• _Records for the task_

----------

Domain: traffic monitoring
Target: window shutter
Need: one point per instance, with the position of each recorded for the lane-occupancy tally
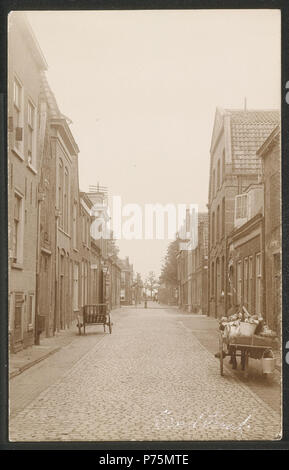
(19, 134)
(10, 124)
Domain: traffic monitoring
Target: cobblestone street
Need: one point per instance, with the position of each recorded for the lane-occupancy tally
(151, 379)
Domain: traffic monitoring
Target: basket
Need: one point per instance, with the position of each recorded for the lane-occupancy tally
(268, 363)
(247, 329)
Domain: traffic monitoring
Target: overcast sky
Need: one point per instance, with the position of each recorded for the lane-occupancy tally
(141, 88)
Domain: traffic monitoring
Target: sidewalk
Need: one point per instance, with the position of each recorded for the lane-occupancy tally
(207, 333)
(30, 356)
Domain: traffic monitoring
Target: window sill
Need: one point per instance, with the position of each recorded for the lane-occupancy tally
(31, 168)
(63, 231)
(17, 266)
(18, 153)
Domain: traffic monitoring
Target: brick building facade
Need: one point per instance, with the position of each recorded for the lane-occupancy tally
(237, 135)
(270, 153)
(55, 264)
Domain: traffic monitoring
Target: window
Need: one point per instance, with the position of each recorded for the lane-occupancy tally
(83, 228)
(239, 282)
(258, 284)
(30, 309)
(212, 280)
(218, 224)
(31, 141)
(88, 231)
(60, 192)
(65, 203)
(223, 217)
(213, 229)
(246, 281)
(223, 165)
(75, 287)
(250, 283)
(241, 206)
(19, 300)
(218, 280)
(74, 231)
(17, 243)
(18, 115)
(223, 274)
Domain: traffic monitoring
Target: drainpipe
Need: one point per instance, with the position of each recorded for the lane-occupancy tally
(40, 198)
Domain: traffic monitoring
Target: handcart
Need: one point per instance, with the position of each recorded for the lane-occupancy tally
(256, 347)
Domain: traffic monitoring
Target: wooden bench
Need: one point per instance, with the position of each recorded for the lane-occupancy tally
(96, 314)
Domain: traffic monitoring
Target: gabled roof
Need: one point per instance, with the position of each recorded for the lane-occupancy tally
(20, 19)
(245, 132)
(57, 119)
(273, 137)
(249, 129)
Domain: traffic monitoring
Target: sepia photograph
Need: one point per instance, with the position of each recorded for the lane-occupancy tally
(144, 225)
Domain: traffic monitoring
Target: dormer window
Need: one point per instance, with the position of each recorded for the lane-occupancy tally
(31, 141)
(241, 207)
(18, 116)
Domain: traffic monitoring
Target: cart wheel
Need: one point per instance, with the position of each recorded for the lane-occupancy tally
(243, 360)
(221, 355)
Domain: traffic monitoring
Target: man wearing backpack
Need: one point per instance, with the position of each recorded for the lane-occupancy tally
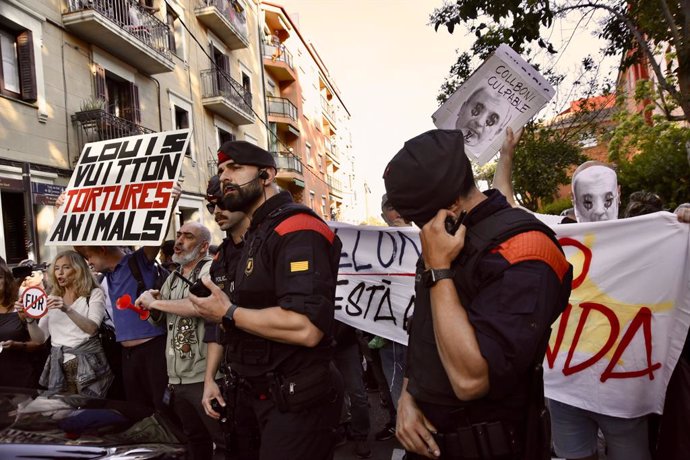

----------

• _Work to complete_
Write out the entries again, word for word. No images.

• _Problem solution_
Domain: traffic monitoring
Target: window shutter
Need: one point per instance, with the position of each recorded for the lane-occupancy tally
(19, 134)
(10, 124)
Domain: traffic monitoring
Target: cobblestone street
Need: one point per instance, with the position of each recorded for the lane-occupancy tally
(151, 379)
Domain: traffic monitoring
Target: basket
Need: one point per instance, with the position of each recorded for the lane-occupancy tally
(268, 363)
(247, 329)
Domain: traffic monitoring
Target: overcast sky
Need: one point per instance, with the position of each recorded for the lane-occupancy tally
(141, 88)
Domain: traffic monitoring
Target: sidewalk
Need: one point per instance, with the position of each recorded for the lane-occupancy tally
(207, 333)
(30, 356)
Domain: traffic monitoring
Target: window sill
Need: one point per instance, with the position of each recorded for the lane-occupancy tally
(31, 168)
(63, 231)
(17, 266)
(18, 153)
Domain: traffic monitoring
Target: brick building facade
Need: one point per instance, with the position of each recorded for the lane-occupancy tally
(237, 135)
(270, 153)
(55, 264)
Domain: traffic monitoring
Target: window
Need: one point per instance, with the position of each recorded for the lane-occupancy tally
(83, 228)
(239, 282)
(258, 284)
(30, 309)
(212, 280)
(218, 224)
(31, 141)
(88, 231)
(60, 192)
(65, 203)
(223, 217)
(213, 229)
(246, 281)
(223, 165)
(75, 287)
(250, 283)
(241, 206)
(19, 300)
(218, 280)
(74, 231)
(17, 243)
(18, 115)
(223, 274)
Domain: traffic monitoring
Target: drainpipe
Need: one point per instance, with the position of each recorded for the lane-occupancy tally
(40, 198)
Domain: traffic monitoring
Target: handcart
Need: one point per instance, with the position of each recorded for the lane-occupancy tally
(256, 347)
Domain: traffic monitoring
Target: wooden bench
Need: one point per instance, with the position of each recorded for the lane-occupancy tally
(96, 314)
Domain: traffic monitoring
Target: gabled roof
Need: one point per instance, with the position of each recorded for the lane-occupancy tally
(20, 19)
(245, 132)
(57, 119)
(273, 137)
(249, 129)
Domain: traffic monitoring
Target: sepia photograph
Need: one point per instance, with the position of each recorded for the lane-occupancy tally
(144, 225)
Domain: traffic monitoring
Target: dormer window
Need: one point per instance, with the position of each recorded for the lane-occupancy tally
(31, 141)
(241, 207)
(18, 116)
Domain: traffic monitoring
Target: cart wheel
Need: one point per instance, with the position of each recorded for the lane-occupancy tally
(243, 360)
(221, 355)
Domain: traffic monitoring
Target: man wearing backpack
Need: one point per instance, with the position of each recorded for the lane-occupancy tally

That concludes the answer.